- **Required tasks**:
(a) In the dataset-cleaning notebook, what does the script check for all data points?
(b) Pick up the dataset-cleaning notebook after its last line and keep writing it.

- **Passage to read**:
# Clean Errors in dataset
Unfortunately the data seems to be missing some frames in some sequences.  
In this script we will check consistent input and label lengths for all data points.
We can then manually or automatically correct/deltete the erronous data points.

In [None]:
import os
from os import path
from glob import glob
from tqdm import notebook.tqdm as tqdm
import numpy as np

In [86]:
data_folder = "/data/7nouri/final-dataset/"

In [87]:
def get_configurations(data_folder):
    """
    Return folders first level subfolders, 
    which are the different configurations of the dataset.
    """
    content = os.listdir(data_folder)
    configurations = []
    for c in content:
        conf = path.join(data_folder,c)
        if path.isdir(conf) and not c.startswith("."):
            configurations.append(conf)
    return configurations

def get_variations(conf):
    """Given a configuration folder return the subfolders"""
    variation = os.listdir(conf)
    v_s = []
    for v in variation:
        v_folder = path.join(conf, v)
        if os.path.isdir(v_folder):
            v_s.append(v_folder)
    return v_s

def get_sequences(variation):
    """Return all sequence folders of given variation"""
    seq = []
    for sequence in os.listdir(variation):
        if "sequence" in sequence:
            seq.append(path.join(variation,sequence))

- **Data section**:
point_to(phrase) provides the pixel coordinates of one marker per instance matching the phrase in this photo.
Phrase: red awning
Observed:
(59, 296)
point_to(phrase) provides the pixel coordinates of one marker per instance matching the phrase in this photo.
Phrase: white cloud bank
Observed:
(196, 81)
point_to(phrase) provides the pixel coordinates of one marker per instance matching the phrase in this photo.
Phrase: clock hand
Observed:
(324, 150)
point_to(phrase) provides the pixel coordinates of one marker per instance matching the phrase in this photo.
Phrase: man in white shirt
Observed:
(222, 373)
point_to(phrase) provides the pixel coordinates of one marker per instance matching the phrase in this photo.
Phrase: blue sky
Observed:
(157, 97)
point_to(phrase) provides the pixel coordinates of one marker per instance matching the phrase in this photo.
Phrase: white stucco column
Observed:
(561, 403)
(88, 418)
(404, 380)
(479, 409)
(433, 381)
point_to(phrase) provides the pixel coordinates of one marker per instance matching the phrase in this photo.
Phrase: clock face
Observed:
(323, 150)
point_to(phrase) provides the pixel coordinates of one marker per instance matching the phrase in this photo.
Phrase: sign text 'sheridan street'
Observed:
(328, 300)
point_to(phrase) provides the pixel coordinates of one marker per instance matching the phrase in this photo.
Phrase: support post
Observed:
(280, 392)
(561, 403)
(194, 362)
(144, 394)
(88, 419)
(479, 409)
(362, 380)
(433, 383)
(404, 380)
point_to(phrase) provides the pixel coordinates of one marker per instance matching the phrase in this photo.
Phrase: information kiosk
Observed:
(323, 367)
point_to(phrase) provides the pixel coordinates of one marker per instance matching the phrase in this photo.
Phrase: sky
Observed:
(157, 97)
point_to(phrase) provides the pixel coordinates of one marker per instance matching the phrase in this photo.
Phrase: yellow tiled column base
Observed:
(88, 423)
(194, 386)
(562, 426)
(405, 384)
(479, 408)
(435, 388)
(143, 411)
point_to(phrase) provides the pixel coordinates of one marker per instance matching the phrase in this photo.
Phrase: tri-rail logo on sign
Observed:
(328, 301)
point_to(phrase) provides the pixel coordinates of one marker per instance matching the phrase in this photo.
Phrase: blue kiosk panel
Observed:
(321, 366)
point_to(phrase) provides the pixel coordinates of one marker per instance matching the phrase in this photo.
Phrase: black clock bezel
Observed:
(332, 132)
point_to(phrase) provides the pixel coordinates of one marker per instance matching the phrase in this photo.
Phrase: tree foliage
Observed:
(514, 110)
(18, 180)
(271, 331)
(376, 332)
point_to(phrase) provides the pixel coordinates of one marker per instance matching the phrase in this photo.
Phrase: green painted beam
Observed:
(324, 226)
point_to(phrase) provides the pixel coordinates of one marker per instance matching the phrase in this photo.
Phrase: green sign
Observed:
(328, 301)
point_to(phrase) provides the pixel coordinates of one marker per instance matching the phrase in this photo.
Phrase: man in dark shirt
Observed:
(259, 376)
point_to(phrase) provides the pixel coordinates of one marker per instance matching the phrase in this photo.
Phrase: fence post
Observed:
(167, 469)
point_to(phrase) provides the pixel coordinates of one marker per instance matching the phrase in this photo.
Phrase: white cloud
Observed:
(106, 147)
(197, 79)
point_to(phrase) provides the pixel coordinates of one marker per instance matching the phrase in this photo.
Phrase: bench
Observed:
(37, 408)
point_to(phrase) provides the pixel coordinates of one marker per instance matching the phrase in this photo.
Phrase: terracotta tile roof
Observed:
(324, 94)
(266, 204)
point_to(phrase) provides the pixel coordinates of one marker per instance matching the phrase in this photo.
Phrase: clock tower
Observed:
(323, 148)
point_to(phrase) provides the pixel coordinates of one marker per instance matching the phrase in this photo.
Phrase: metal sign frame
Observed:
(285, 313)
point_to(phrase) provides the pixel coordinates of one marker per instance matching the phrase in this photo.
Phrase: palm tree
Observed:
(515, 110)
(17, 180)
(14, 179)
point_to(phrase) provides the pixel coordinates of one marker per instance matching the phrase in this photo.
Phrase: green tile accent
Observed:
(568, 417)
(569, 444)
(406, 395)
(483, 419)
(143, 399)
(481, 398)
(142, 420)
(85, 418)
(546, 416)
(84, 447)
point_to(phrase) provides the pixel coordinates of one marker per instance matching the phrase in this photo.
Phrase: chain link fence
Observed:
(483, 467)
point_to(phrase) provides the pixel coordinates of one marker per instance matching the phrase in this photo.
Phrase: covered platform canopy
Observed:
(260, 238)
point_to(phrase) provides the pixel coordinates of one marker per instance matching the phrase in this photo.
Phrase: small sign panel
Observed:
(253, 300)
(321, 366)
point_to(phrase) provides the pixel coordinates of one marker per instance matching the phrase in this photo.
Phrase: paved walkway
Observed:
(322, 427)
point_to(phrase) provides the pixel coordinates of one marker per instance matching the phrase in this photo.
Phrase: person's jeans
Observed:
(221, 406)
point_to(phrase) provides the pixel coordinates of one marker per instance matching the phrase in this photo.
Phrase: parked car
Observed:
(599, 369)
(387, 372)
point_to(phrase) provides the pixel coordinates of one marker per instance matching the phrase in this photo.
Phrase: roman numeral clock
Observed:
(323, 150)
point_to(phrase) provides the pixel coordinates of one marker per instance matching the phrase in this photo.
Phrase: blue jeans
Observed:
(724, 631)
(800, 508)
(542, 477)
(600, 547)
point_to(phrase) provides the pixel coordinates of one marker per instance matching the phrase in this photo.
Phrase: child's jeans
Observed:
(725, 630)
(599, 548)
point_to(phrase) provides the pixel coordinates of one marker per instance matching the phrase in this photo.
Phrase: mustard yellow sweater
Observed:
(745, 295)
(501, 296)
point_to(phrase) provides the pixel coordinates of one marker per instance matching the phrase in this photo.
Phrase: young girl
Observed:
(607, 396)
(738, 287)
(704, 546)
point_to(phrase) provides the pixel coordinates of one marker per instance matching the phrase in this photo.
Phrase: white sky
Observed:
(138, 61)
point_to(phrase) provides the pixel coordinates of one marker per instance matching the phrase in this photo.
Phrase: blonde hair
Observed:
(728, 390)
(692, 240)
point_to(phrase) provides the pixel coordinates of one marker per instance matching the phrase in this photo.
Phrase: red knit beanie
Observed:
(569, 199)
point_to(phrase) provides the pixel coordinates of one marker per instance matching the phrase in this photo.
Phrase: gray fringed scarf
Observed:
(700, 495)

- **Exercise results**:
(a) It checks that input and label lengths are consistent for all data points.

(b)
    return seq

In [118]:
def verify_sequence(seq):
    """Given a sequence folder verify that the lengths all inputs and outputs match"""
    action_info = open(seq+"/action.info").readlines()[0]
    action_info = int(action_info.split("[")[1].split(",")[0])
    n_frames = len(glob(seq+"/*.png"))
    n_frame_desc = len(glob(seq+"/frame*.txt"))
    n_joints = len(glob(seq+"/joints*.npy"))
    #labels = np.load(seq+"/label.npy")
    #print(labels)
    
    assert action_info <= n_frames, F"Error at {seq}: action_info states {action_info}, but {n_frames} frames found"
    assert action_info <= n_frame_desc, F"Error at {seq}: action_info states {action_info}, but {n_frames_info} frames descirptions"
    assert action_info <= n_joints, F"Error at {seq}: action_info states {action_info}, but {n_joints} joints found"

In [119]:
configurations = get_configurations(data_folder)
variations = get_variations(configurations[0])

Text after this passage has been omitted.